(PASSAGE FOR REVIEW)
####

2021 in review
Slow down, pause, go: Celebrating the New Year in times of a pandemic
Threats, even if real, can overstay their dread, long enough to be seen as tiring rather than deadly. As the year ends with the spread of the Omicron variant of Covid-19, the feeling of a “boring apocalypse” is inescapable.
It shouldn’t come as a surprise that most Indians, despite having not-so-distant memories of a massive and rampaging second wave earlier this year, are more likely to respond with fatigue rather than fear.
The year-long cycle of “slow down, pause, go” has brought a crippling sense of intermittence to how Indians worked, earned, studied and even socialised in 2021. Following up as the second successive annus horribilis in the country is an ignoble feat as much as it leaves notes of a detached exhaustion. If the last year began with the jittery optimism about vaccines or the force of time restoring normalcy, this year ends by saying the wait could be longer. A lot got done, half-done or caught in between.
In the midst of these false and uncertain halts was the looming question of state capacity – sometimes fairly, sometimes unfairly. Even if “third world” countries have been marked for their “overdeveloped state” as a colonial relic, it has been a reflection of their spread and sway, rather than deliverable resources. Most Indians weren’t surprised that the state healthcare creaked under the pressure of the deadly surge of the second wave. For reasons ranging from flawed assessment to a fight against an unknown quantity, the spells of uncertainty ended the smug exceptionalism of being relatively unscathed by the first wave of 2020.
It was, however, the unsure “public sphere” of the following months that made exhaustion take over anxiety.
The questions about state intervention, vaccines and their efficacy and, of course, the revival of long-forgotten “vaccine hesitancy” spawned their own cycles of information, misinformation, and hallowed societies of “source credibility”. If technology-driven knowledge bubbles are the order of this age, their capacity to tire with the unnecessary bits were never as clear as in this period.
It was, however, after the fizzling out of the second wave that we saw the mismatch between a large section wanting to race back to normalcy and a section, mostly institutional, refusing to even limp back to routine. Even if daily wage earners and businesses were quick to shake off any remnant of curbs, government institutions dragged their feet. Preferring to err on the side of caution, many government undertakings became a cover for extending an inert phase of functioning, if not inaction. That ran against the need to regain momentum. For a government keen on pushing rapid recovery, this was out of sync with its objectives. If historical accounts of post-pandemic mass behaviour the world over, and possibly a road to recovery are any indication, institutions weren’t that keen on taking the hint.
This was evident in the indecisiveness about reopening institutions of higher learning until the Omicron surge made it irrelevant at the end of the year. The quiet exasperation over the reluctances of universities to restore classroom teaching also turned into spells of protest. In the national capital, for instance, “DU kholo”, or “open DU”, became the slogan of a section of students and teachers demanding the reopening of the Delhi University campus. Interestingly, student wings of rival political affiliations were voicing the demand for reopening.

####

(Referring expression data)
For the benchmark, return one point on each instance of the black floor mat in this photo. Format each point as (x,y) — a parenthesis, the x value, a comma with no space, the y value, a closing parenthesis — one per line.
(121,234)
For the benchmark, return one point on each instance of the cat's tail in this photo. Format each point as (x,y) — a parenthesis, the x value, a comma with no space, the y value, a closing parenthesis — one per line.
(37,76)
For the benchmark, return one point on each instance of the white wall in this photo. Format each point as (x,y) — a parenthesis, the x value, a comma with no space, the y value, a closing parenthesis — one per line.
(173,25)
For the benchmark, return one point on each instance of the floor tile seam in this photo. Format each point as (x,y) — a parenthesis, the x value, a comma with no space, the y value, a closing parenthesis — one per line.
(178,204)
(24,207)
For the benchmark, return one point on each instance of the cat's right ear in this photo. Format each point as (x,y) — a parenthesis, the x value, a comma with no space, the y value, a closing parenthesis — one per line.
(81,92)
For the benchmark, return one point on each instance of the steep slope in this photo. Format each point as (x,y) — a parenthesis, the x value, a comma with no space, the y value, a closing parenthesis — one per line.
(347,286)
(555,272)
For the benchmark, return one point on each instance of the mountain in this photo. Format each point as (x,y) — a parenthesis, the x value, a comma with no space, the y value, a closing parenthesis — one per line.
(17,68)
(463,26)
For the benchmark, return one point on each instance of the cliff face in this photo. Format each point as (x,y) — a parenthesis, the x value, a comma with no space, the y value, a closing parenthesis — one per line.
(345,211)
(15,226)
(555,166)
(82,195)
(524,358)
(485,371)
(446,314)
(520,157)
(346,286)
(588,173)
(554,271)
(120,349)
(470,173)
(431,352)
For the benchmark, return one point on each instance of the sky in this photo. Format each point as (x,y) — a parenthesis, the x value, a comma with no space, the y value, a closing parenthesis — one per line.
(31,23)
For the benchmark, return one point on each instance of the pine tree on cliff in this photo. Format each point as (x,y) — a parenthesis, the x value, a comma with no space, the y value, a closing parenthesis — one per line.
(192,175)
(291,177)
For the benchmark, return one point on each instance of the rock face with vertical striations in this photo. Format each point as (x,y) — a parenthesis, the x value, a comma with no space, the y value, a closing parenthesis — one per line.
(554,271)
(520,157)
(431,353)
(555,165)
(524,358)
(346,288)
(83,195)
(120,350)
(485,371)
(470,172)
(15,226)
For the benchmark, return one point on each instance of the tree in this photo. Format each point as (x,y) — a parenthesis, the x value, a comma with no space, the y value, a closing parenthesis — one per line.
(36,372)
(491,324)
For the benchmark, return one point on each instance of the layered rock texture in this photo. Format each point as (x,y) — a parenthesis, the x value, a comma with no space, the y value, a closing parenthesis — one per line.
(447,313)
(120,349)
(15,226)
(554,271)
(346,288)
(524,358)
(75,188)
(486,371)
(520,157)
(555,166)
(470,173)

####

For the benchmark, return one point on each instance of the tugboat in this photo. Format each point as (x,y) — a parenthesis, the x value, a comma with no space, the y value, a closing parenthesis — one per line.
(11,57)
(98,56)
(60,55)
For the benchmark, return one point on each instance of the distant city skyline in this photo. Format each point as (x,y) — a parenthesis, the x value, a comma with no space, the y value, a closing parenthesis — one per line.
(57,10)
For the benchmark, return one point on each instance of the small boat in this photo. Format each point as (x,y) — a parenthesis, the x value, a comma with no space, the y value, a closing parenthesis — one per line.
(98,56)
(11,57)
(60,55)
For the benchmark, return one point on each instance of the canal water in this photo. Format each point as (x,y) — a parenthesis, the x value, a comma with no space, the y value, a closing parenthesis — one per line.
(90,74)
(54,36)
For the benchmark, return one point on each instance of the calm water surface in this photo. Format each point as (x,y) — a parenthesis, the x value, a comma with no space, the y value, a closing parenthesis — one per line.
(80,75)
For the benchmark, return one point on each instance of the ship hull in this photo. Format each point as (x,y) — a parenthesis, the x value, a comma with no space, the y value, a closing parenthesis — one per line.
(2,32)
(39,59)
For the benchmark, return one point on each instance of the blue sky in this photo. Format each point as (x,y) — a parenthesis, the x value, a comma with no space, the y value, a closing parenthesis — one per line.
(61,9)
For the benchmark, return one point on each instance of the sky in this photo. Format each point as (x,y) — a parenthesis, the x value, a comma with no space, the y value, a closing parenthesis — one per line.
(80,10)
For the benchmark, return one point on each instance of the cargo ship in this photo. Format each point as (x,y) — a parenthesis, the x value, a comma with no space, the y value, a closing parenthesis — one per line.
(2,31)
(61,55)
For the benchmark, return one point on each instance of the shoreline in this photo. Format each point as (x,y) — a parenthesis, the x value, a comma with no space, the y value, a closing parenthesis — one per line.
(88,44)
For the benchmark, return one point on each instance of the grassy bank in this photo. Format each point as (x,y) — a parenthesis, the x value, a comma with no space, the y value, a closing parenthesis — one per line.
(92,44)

####

Pull out the passage from the article on the pandemic year in India, from "The year-long cycle" up to and including "caught in between.", word for word. Nothing in the records is needed here.

(OUTPUT FOR THIS TASK)
The year-long cycle of “slow down, pause, go” has brought a crippling sense of intermittence to how Indians worked, earned, studied and even socialised in 2021. Following up as the second successive annus horribilis in the country is an ignoble feat as much as it leaves notes of a detached exhaustion. If the last year began with the jittery optimism about vaccines or the force of time restoring normalcy, this year ends by saying the wait could be longer. A lot got done, half-done or caught in between.